提示文 >>

リーフといえば、世界的にもっとも売れている電気自動車(EV)の一台であり、またフルモデルチェンジにより進化した量産EVです。2017年のフルモデルチェンジでは、バッテリー総電力量を40kWhに増やし、最大航続距離を400km(JC08モード)に伸ばしたことが話題となりました。
基本的なプラットフォームはキャリーオーバーですしモーターも同型式ですから、単純にバッテリーを大きくした分だけ航続距離が伸びていると思いがちですが、そうとは限りません。
フルモデルチェンジ前のモデルは、バッテリー総電力量30kWhで航続距離280㎞だったのです。単純にバッテリー総電力との比率でいうと、新型の航続可能距離は375km程度までしか伸びません。つまり、バッテリー総電力を増やした以外の部分でも航続距離が伸びるような工夫がなされているというわけです。
その一つが空力性能の進化です。今回、日産自動車で空力や風切音などの開発を担当している高木 敦さん、燃費や動力性能について担当している松井弘毅さんのお二人にリーフの空力性能における進化、とくに世界初というアプローチについてうかがうことができました。
まずエンジンを積んだクルマとEVにおける大きな違いとしてエネルギー損失における空気抵抗の比率が大きいことが挙げられます。
同じ形状であれば空気抵抗の絶対値はパワートレインがエンジンであろうが、電気モーターであろうがそれほど変わりませんが、エンジン車では熱エネルギー損失や引き摺り損失が大きいために空気抵抗の影響は相対的に小さめになります。それに対して、熱エネルギー損失がほとんどないEVでは空気抵抗による悪影響は大きくなってしまいます。
「高速走行でのエネルギー損失については、エンジン車では空気抵抗の比率は13.3%ですが、EVでは59.3%になります」
このように解説いただいたのは松井さんです。つまり、エンジン車であれば熱エネルギー損失を減らすことで燃費を改善する余地がありますが、EVについては空気抵抗を減らすことが航続距離を伸ばす(電費を改善する)ことにダイレクトに効いてくるというわけです。
かなりスタイリングが変化した新旧リーフ、しかし空力性能におけるポイントになってくるのは目に見えない部分。アンダーカバーにあると説明するのは高木さんです。
「もともとモデルチェンジ前のリーフでも大きなアンダーカバーは付けていましたが、新型ではさらに低床化(グランドクリアランスの低減)をしています。また、トーションビームの後輪サスペンションに風が当たることで乱れがあったのを防ぐよう、サスペンション手前の部分を跳ね上げ形状として、トーションビーム回りでの乱流を減らしました。これにより空気抵抗としては約4%低減しています」

データの行
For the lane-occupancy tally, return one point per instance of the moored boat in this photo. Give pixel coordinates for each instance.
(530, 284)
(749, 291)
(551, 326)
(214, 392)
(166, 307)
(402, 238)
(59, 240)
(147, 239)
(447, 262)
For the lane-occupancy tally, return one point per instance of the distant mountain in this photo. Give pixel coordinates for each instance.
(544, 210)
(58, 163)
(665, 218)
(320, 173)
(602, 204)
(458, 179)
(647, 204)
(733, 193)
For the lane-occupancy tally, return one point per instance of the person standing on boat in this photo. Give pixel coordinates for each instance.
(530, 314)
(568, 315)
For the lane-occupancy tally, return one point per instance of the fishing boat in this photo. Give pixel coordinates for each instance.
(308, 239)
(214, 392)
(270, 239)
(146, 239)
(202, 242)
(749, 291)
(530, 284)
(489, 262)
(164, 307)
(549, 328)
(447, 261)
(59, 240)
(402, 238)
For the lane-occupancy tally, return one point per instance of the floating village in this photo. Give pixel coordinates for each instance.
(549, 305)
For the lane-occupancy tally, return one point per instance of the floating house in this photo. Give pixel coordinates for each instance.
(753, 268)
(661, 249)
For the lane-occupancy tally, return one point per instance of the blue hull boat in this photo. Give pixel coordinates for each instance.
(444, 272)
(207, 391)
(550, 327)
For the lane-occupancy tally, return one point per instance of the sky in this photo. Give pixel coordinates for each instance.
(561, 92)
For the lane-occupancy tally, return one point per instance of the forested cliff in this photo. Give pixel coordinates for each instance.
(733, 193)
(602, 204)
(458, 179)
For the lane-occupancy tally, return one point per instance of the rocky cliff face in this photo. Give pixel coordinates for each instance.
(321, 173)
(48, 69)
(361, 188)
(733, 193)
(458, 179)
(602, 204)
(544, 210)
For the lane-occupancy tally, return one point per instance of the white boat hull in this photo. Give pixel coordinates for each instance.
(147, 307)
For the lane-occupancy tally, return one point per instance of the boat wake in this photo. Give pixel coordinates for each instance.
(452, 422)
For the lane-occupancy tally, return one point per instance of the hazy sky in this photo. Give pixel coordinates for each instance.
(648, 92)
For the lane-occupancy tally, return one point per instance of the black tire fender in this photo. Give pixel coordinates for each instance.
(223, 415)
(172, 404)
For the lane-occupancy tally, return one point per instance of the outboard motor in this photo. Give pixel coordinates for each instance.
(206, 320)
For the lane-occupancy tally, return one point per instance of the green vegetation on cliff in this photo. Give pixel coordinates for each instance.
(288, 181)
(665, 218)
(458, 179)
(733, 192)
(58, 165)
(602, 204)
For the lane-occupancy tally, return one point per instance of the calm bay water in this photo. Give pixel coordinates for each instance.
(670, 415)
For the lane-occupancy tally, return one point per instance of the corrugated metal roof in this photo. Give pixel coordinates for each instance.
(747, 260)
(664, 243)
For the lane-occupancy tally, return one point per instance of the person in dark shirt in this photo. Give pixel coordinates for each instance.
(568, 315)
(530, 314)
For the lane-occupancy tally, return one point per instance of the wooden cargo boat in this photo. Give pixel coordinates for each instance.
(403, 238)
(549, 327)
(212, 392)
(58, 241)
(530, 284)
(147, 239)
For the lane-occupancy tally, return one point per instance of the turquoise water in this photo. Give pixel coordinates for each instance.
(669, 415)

取り組む課題 >>
1. 提示文をもとに、次の問いに答えなさい。
(a) 2017年のフルモデルチェンジで、バッテリー総電力量は何kWhに増やされたか。
(b) 高速走行でのエネルギー損失のうち、EVにおける空気抵抗の比率は何%か。
(c) 新型の床下まわりの改良によって、空気抵抗はどれだけ低減したか。
2. 提示文のうち、「同じ形状であれば空気抵抗の絶」から「しては約4%低減しています」」までの部分を、一字も変えずに引用しなさい。
これらのレコードは、別の出典から取られたものである。

解答例 >>
1.
(a) 40kWh
(b) 59.3%
(c) 約4%

2.
同じ形状であれば空気抵抗の絶対値はパワートレインがエンジンであろうが、電気モーターであろうがそれほど変わりませんが、エンジン車では熱エネルギー損失や引き摺り損失が大きいために空気抵抗の影響は相対的に小さめになります。それに対して、熱エネルギー損失がほとんどないEVでは空気抵抗による悪影響は大きくなってしまいます。
「高速走行でのエネルギー損失については、エンジン車では空気抵抗の比率は13.3%ですが、EVでは59.3%になります」
このように解説いただいたのは松井さんです。つまり、エンジン車であれば熱エネルギー損失を減らすことで燃費を改善する余地がありますが、EVについては空気抵抗を減らすことが航続距離を伸ばす(電費を改善する)ことにダイレクトに効いてくるというわけです。
かなりスタイリングが変化した新旧リーフ、しかし空力性能におけるポイントになってくるのは目に見えない部分。アンダーカバーにあると説明するのは高木さんです。
「もともとモデルチェンジ前のリーフでも大きなアンダーカバーは付けていましたが、新型ではさらに低床化(グランドクリアランスの低減)をしています。また、トーションビームの後輪サスペンションに風が当たることで乱れがあったのを防ぐよう、サスペンション手前の部分を跳ね上げ形状として、トーションビーム回りでの乱流を減らしました。これにより空気抵抗としては約4%低減しています」